### GIVEN EXERCISE
Exactly reproduce the line containing "Locate the wooden utensil" together with every line after it, through the end of the entries, and give nothing more.

Stored items from a collection:
⟨

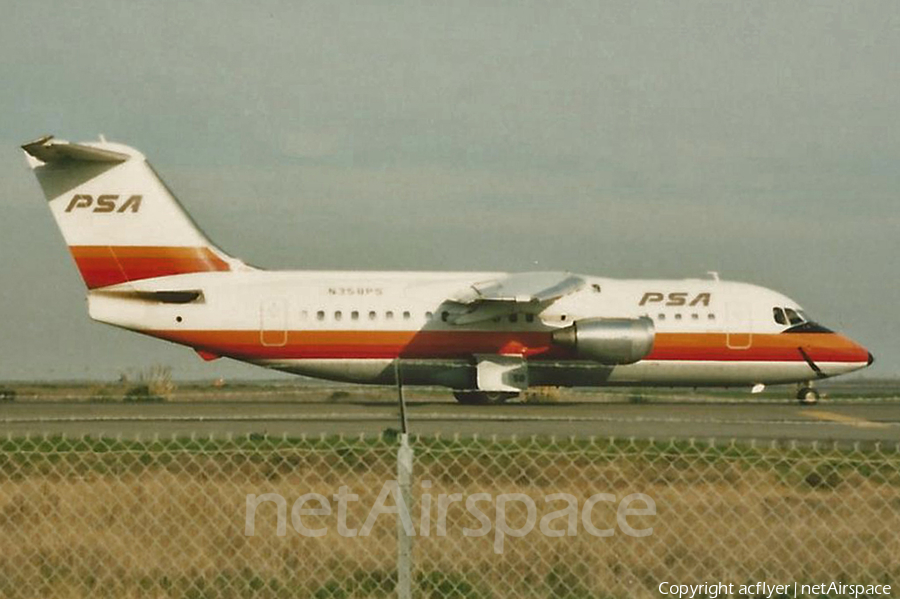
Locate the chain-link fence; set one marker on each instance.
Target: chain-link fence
(263, 517)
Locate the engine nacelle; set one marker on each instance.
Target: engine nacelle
(609, 340)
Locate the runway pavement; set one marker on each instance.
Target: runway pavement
(858, 421)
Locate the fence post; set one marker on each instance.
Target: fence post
(404, 480)
(404, 540)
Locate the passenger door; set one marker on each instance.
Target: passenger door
(739, 326)
(273, 322)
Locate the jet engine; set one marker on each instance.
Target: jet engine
(608, 340)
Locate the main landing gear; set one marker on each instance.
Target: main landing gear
(807, 395)
(483, 398)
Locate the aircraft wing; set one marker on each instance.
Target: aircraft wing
(533, 291)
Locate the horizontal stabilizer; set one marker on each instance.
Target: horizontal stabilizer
(47, 150)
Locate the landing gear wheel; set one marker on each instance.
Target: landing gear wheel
(808, 396)
(482, 398)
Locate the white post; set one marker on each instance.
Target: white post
(404, 540)
(404, 480)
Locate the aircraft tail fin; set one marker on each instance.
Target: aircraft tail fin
(118, 218)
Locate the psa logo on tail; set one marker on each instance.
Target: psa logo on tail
(104, 203)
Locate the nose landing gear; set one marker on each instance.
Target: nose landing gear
(473, 398)
(807, 395)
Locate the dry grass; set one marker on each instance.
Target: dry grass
(168, 520)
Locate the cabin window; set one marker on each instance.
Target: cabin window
(778, 315)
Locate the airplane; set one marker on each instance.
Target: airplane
(487, 336)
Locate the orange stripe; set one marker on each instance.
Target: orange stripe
(102, 265)
(821, 347)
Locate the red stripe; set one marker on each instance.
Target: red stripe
(821, 347)
(102, 265)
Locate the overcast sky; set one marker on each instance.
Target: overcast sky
(632, 139)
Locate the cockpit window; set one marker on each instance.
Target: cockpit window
(778, 314)
(793, 317)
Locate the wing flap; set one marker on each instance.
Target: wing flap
(532, 291)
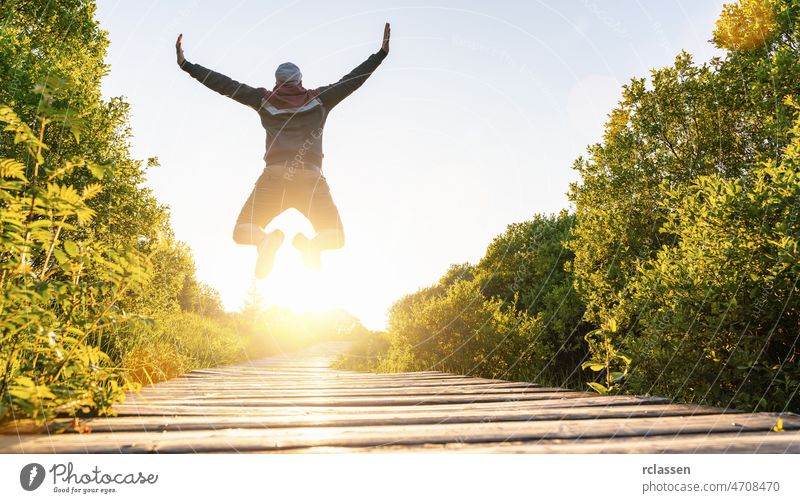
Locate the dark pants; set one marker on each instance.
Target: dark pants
(281, 187)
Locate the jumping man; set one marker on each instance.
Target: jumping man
(293, 118)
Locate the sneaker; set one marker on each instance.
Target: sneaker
(309, 252)
(266, 253)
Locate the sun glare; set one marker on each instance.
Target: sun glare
(292, 285)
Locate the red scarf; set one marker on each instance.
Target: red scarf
(290, 95)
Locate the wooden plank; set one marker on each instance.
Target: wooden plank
(327, 384)
(238, 440)
(336, 417)
(269, 393)
(278, 401)
(720, 443)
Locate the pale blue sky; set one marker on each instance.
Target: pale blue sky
(471, 123)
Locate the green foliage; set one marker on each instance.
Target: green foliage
(607, 360)
(513, 315)
(528, 267)
(179, 342)
(721, 118)
(60, 287)
(460, 332)
(667, 240)
(718, 312)
(365, 353)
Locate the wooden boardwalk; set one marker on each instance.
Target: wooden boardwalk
(296, 403)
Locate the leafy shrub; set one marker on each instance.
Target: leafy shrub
(59, 286)
(178, 343)
(461, 332)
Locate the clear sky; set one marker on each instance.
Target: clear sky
(471, 123)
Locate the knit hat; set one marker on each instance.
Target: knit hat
(288, 73)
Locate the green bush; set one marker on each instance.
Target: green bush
(461, 332)
(59, 286)
(530, 263)
(718, 313)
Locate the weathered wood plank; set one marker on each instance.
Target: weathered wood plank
(368, 436)
(719, 443)
(139, 409)
(296, 403)
(278, 401)
(269, 393)
(382, 417)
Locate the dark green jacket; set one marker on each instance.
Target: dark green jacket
(293, 134)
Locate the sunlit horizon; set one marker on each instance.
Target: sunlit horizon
(470, 124)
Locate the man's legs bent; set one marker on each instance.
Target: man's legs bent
(248, 234)
(324, 216)
(264, 204)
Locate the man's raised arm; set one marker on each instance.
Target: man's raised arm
(332, 94)
(218, 82)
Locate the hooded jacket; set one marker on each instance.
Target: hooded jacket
(293, 116)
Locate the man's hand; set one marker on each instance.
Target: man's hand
(387, 31)
(179, 50)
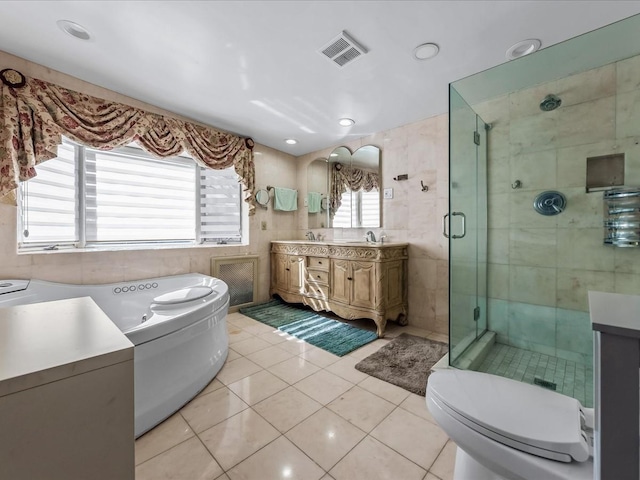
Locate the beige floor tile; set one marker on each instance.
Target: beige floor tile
(293, 370)
(417, 405)
(294, 345)
(259, 329)
(269, 356)
(319, 357)
(237, 369)
(208, 410)
(364, 409)
(242, 321)
(443, 466)
(325, 437)
(345, 368)
(171, 432)
(250, 345)
(323, 386)
(418, 440)
(238, 335)
(368, 349)
(214, 385)
(233, 355)
(257, 387)
(278, 460)
(238, 437)
(372, 459)
(274, 337)
(393, 394)
(287, 408)
(187, 460)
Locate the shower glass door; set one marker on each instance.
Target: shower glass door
(466, 227)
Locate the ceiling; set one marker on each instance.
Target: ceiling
(254, 67)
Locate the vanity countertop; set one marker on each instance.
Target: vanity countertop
(342, 243)
(45, 342)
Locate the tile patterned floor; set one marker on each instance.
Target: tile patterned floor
(283, 409)
(572, 379)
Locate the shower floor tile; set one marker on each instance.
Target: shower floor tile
(571, 378)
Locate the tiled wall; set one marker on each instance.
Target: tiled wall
(420, 150)
(272, 167)
(541, 268)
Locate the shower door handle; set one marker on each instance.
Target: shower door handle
(464, 224)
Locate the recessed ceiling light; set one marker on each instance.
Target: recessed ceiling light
(425, 51)
(525, 47)
(74, 29)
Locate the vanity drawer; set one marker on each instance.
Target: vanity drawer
(317, 290)
(318, 262)
(318, 276)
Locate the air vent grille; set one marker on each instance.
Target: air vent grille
(342, 50)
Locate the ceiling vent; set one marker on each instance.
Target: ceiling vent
(342, 50)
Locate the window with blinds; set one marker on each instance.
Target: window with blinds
(88, 198)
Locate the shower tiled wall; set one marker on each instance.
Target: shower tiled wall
(541, 268)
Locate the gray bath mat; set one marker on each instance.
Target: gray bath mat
(406, 361)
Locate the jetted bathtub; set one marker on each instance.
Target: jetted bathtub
(177, 324)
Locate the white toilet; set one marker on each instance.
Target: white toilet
(511, 430)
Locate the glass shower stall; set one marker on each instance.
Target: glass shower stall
(534, 145)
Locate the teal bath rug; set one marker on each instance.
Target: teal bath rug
(330, 335)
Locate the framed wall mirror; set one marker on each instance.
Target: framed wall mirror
(354, 188)
(317, 193)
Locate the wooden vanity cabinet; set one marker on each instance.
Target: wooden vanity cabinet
(353, 281)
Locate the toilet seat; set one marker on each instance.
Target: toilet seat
(515, 414)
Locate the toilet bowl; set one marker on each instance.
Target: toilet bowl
(509, 430)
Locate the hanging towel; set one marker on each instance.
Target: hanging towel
(285, 199)
(313, 201)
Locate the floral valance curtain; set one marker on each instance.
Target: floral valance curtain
(345, 178)
(35, 114)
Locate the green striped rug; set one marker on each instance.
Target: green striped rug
(330, 335)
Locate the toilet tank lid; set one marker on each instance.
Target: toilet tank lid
(505, 409)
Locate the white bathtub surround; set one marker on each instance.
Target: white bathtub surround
(177, 324)
(66, 393)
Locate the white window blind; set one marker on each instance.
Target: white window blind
(370, 208)
(87, 198)
(48, 204)
(132, 198)
(220, 206)
(342, 218)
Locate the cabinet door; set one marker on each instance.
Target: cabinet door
(363, 289)
(340, 284)
(280, 278)
(296, 273)
(393, 283)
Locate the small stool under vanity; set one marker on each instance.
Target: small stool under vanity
(66, 393)
(353, 280)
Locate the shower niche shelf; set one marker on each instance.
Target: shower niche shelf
(622, 217)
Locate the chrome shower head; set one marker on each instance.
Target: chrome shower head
(550, 102)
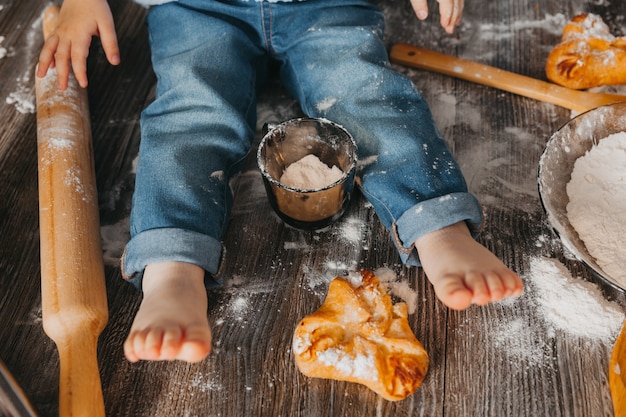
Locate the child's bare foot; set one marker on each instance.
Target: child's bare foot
(172, 320)
(462, 271)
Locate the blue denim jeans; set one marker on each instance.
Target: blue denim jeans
(211, 56)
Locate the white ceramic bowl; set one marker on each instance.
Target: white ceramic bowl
(569, 143)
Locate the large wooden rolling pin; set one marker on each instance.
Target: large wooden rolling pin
(579, 101)
(74, 304)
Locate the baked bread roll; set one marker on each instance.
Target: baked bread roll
(588, 55)
(358, 335)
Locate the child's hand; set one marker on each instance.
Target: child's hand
(79, 20)
(450, 11)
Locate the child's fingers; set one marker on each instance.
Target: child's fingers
(110, 46)
(46, 56)
(421, 8)
(451, 12)
(62, 60)
(79, 53)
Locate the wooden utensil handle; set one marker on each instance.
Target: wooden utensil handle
(74, 305)
(421, 58)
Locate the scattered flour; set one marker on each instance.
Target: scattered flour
(597, 198)
(309, 173)
(572, 305)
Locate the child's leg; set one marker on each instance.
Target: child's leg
(195, 136)
(407, 172)
(172, 320)
(462, 271)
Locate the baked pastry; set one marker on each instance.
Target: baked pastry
(359, 335)
(588, 55)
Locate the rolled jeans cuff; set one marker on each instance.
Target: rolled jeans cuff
(172, 245)
(431, 215)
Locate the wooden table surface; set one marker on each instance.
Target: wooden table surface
(505, 359)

⟩

### FINISHED ANSWER
Locate the wooden utensil handle; set one marker on each instance.
Target: wooden utensil handle
(74, 305)
(421, 58)
Locate the scattered flour; set one marker on each instance.
Target: scattered flour
(597, 198)
(309, 173)
(572, 305)
Locate the child's leg; set one marker on each instance.
Target: child's leg
(195, 136)
(407, 172)
(172, 320)
(462, 271)
Locate the baked pastry; set one marker on each instance.
Target: baked pastry
(359, 335)
(588, 55)
Locate the rolled jeans cuff; set one marker on each instance.
Target: rolled jeans cuff
(172, 245)
(431, 215)
Locate the wooden table surface; set one marker on each instance.
Target: wooden table surface
(505, 359)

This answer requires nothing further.